**Exercise passage**
========================================
“Hey! If you were a hotdog, and you were starving, would you eat yourself?” That’s Will Ferrell as Harry Caray contemplating deep ethical questions. Here’s another more realistic one, “If your ballpark burger were grown in a petri dish, would you eat it?”
A food writer, a food researcher, and a scientist attempted to answer that question Monday, when they tasted a lab-grown (or cultured) burger at a press event in London. The burger itself was grown in about three months, but the technology behind it took Maastricht University’s Professor Mark Post €250,000 and five years to develop.
We covered the story back in 2009, 2012, and more recently, in May of this year. The specifics haven’t changed terribly much, but one item most certainly has—always referred to as a “mystery investor,” the money man behind the project was recently revealed as Google’s Sergey Brin. In fact, he makes a cameo in the team’s pitch video.
How exactly do you make a burger in a lab?
Step one: Bovine biopsy. The team removed muscle cells from the shoulder of a cow and placed them in a petri dish around a cylindrical gel scaffold where they fed on a nutrient mix, including fetal bovine serum and antibiotics. (According to Post, they hope to move away from both fetal bovine serum and antibiotics in the future.)
Once anchored in place the ring of cells reflexively contract (no electric current necessary) and grow into a strand of muscle tissue. 20,000 such strands went into the finished burger. Each cell can create a trillion more like it, or as Professor Post notes, just a few cells become ten tons of meat.
Of course, the question of the day is, “What does this cultured beef burger taste like?”
Post was joined by Chicago food writer, Josh Schonwald, nutrition researcher, Hanni Rützler, and a chef, Richard McGeown, to cook the burger. Because the patty doesn’t naturally look exactly like a real burger—it lacks fat and blood—the researchers colored it with beet juice and saffron. McGeown noted it cooked just like a traditional burger.
As for the taste, let’s just say, it’s light years from “soggy pork” but would still be a challenging secret ingredient on Iron Chef. Rützler and Schonwald agreed the texture was very meaty but lean and not terribly juicy. Further, the taste was clearly lacking something—most likely added flavoring from fat.
========================================
**Records**
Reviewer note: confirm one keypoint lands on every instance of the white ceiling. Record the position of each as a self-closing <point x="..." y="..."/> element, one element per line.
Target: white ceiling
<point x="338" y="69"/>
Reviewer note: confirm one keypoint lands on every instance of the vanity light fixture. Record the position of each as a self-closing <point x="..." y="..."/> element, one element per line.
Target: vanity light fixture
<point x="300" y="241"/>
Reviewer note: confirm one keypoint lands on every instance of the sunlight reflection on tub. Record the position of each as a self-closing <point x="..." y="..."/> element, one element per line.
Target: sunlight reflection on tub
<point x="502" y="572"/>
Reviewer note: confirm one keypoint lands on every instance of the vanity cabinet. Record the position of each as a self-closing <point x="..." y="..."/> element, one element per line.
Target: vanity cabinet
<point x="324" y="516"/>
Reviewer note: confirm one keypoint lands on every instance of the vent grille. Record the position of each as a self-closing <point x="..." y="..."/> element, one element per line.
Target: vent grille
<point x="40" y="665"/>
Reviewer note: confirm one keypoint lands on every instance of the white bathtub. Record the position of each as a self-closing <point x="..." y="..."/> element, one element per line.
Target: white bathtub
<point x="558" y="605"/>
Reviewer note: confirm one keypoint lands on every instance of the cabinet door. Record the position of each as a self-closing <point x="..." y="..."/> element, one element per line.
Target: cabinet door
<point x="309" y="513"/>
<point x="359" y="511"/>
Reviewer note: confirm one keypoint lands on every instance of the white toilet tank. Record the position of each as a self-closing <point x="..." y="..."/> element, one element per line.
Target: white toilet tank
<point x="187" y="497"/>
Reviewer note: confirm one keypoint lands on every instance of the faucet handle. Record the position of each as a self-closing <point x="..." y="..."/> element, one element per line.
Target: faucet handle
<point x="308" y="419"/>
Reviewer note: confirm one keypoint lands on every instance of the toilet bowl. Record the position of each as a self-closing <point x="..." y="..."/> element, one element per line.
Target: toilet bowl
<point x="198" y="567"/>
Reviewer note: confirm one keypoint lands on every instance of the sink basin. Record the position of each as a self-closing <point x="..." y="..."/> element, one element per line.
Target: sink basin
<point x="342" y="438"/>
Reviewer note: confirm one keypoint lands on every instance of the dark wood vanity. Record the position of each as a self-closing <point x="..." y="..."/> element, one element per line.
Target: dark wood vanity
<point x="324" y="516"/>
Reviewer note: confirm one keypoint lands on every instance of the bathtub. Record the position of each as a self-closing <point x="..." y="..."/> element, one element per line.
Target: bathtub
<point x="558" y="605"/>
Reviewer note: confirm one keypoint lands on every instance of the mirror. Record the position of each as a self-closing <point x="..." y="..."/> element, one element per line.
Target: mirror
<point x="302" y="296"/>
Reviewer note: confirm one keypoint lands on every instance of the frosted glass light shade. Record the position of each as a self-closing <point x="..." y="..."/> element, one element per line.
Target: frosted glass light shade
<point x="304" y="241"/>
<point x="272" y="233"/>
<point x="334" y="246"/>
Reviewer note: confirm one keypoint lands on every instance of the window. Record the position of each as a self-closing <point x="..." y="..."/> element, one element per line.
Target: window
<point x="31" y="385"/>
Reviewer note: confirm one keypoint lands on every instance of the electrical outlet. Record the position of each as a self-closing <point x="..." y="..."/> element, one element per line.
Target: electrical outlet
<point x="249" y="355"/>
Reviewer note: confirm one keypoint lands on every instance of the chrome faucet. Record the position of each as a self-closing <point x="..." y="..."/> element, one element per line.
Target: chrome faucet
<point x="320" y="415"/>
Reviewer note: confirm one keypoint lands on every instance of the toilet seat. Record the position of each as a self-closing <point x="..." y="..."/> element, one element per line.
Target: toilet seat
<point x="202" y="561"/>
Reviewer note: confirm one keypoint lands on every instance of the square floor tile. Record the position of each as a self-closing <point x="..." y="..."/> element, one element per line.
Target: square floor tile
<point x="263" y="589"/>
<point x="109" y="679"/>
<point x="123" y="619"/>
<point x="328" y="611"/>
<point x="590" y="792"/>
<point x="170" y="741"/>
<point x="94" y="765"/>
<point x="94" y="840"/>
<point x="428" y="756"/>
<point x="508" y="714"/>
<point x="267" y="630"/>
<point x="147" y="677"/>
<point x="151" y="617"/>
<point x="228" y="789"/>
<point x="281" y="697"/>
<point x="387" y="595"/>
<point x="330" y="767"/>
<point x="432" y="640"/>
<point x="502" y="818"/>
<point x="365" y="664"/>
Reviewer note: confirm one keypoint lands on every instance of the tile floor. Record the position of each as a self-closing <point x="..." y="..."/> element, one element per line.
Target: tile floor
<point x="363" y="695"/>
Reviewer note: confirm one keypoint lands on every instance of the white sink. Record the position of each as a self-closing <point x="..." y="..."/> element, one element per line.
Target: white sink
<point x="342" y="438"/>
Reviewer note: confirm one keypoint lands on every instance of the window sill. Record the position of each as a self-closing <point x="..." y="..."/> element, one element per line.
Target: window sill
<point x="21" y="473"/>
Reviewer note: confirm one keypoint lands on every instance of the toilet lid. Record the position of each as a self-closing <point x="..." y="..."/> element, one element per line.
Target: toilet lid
========================================
**Directions**
(1) Answer these questions using the lab-grown burger article:
(a) About how long did the burger itself take to grow?
(b) Who was revealed as the investor behind the project?
(c) What did the researchers use to color the patty?
(2) Carry the lab-grown burger article forward from the last sentence shown.
The material comes from a different source than the lab-grown burger article.

**Answers per task**
(1)
(a) About three months.
(b) Google's Sergey Brin.
(c) Beet juice and saffron.

(2)
Post told the audience the team is working to add fat, but culturing fat cells isn’t as easy as culturing muscle cells. He reiterated the burger is a proof-of-concept. Now that they’ve shown it can be done, it’s time to perfect the process. And along those lines, he said, “I think it’s a very good start.”
Cultured meat research is largely driven by the sense that the modern meat industry is unethical, unhealthy, and unsustainable. Theoretically, lab-grown meat would eventually be nearly identical to meat from a living cow, chicken, or pig, would remove the need to slaughter the animal, and would consume fewer resources in production.
Although Post’s cultured burger got an avalanche of press with his special London event—over 200 journalists and academics attended—there are others at work on cultured animal products. Singularity University’s Modern Meadow, for example, uses tissue engineering to create cultured leather and plans to apply similar technologies to meat production in the future.
We contacted the founder and CEO of Modern Meadow, Andras Forgacs, to put the London demonstration in perspective. He told us, “It still needs work in terms of flavor and becoming entirely animal slaughter-free, but it was an important proof-of-concept.” The fact the meat was visually pleasing, cooked well, and had a favorable mouth feel made the event a milestone in cultured meat.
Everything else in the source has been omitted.